[DATA FOR THIS TASK]

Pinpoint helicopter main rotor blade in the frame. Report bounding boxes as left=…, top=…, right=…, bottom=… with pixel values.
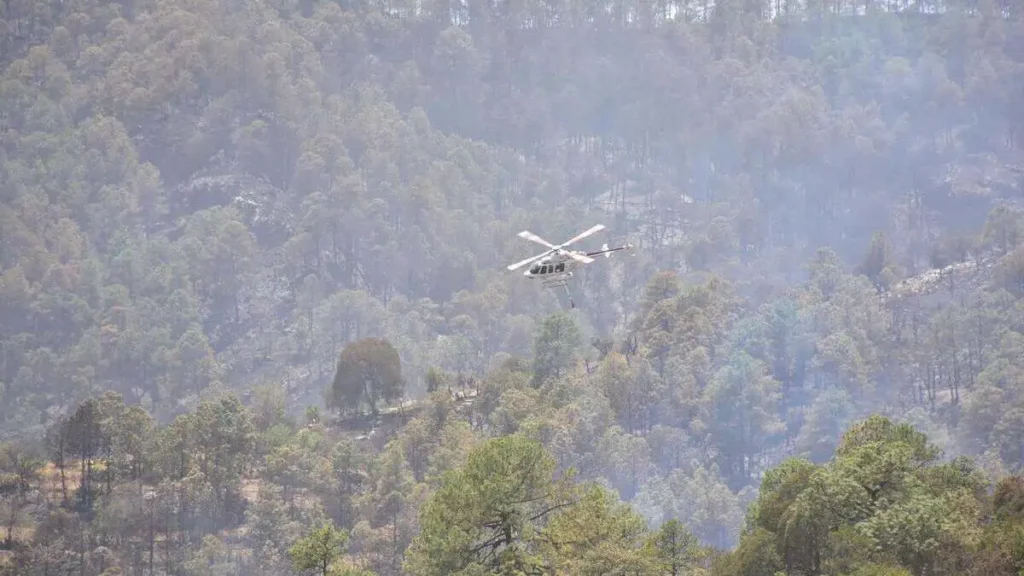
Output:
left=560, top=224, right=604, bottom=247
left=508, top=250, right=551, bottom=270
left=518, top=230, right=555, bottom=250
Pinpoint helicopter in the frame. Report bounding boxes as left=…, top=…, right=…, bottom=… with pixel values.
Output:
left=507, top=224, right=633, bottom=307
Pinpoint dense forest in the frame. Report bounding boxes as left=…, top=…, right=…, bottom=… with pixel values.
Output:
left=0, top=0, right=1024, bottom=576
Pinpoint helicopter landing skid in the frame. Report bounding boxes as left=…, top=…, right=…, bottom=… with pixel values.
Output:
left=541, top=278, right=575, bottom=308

--

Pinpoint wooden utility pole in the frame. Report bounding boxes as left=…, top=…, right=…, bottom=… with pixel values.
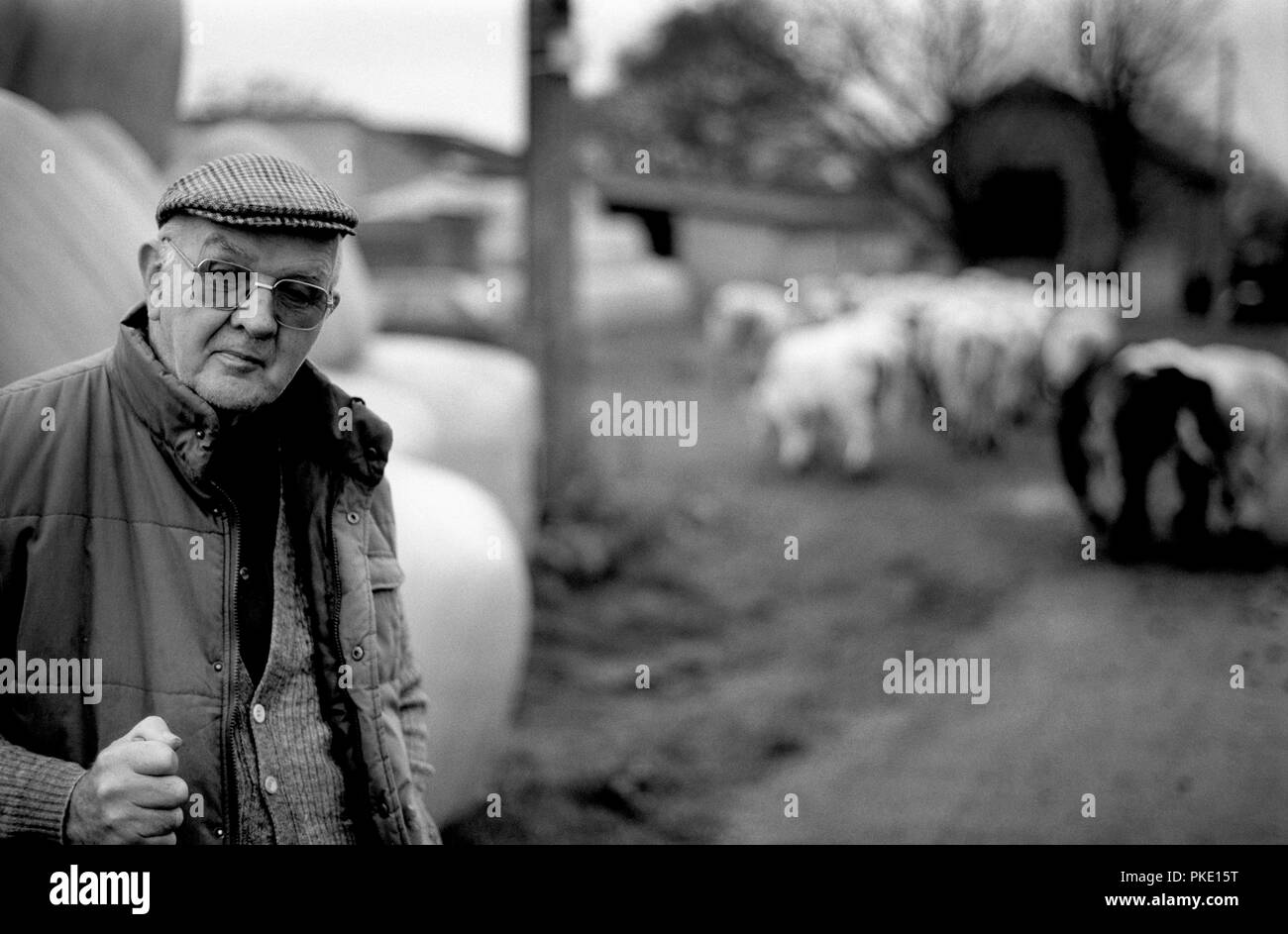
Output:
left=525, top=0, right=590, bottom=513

---

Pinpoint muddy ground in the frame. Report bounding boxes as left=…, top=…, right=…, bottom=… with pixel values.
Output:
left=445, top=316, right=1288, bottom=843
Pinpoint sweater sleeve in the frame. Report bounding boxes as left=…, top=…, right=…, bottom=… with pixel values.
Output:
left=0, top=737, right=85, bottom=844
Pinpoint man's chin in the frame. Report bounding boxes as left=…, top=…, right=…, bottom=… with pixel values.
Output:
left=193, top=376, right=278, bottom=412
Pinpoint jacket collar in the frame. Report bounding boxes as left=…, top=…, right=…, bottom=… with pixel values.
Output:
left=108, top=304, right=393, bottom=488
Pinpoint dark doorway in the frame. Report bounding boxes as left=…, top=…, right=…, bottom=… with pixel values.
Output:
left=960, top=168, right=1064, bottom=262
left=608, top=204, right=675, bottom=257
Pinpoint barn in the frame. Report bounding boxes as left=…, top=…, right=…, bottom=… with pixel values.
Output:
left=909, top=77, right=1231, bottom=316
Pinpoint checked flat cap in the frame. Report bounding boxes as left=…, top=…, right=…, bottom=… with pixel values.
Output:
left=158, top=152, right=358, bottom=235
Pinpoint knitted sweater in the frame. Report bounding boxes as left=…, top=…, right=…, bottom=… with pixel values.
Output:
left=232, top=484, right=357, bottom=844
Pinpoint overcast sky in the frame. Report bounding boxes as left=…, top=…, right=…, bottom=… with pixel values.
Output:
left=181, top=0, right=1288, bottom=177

[REQUIRED WORK]
Please reproduce, unchanged, the lines of the listing between the line holding "Pinpoint sweater sleeve" and the line holding "left=181, top=0, right=1288, bottom=177", both included.

[EXERCISE OUTPUT]
Pinpoint sweater sleeve in the frame. Report bounding boxes as left=…, top=…, right=…, bottom=… with pixel values.
Output:
left=0, top=737, right=85, bottom=844
Pinpoint man's chin in the frame. Report bounding boxes as left=…, top=…, right=…, bottom=… with pixel values.
Output:
left=193, top=376, right=278, bottom=412
Pinpoint jacket collar in the frame. Report bounding boxes as left=…, top=…, right=…, bottom=… with pixel values.
Output:
left=108, top=304, right=393, bottom=488
Pinpoint dark doorway in the frame. Report bounding boxes as left=…, top=…, right=…, bottom=… with pixel values.
Output:
left=960, top=168, right=1064, bottom=262
left=608, top=204, right=675, bottom=257
Pinpoint barn in the frame. Report bounding boxes as left=…, top=…, right=…, bottom=… with pixel values.
Output:
left=909, top=77, right=1231, bottom=316
Pinpoint checked flat cap in the frame. Report bounding boxes as left=…, top=…, right=…, bottom=… with pixel values.
Output:
left=158, top=152, right=358, bottom=235
Pinpoint knitted sweater in the frame. Report bounding boxes as left=…, top=…, right=…, bottom=… with pixel values.
Output:
left=232, top=484, right=357, bottom=844
Pinpoint overcast sky in the frame. Report bounding boxes as left=…, top=…, right=…, bottom=… with pixel values.
Output:
left=181, top=0, right=1288, bottom=177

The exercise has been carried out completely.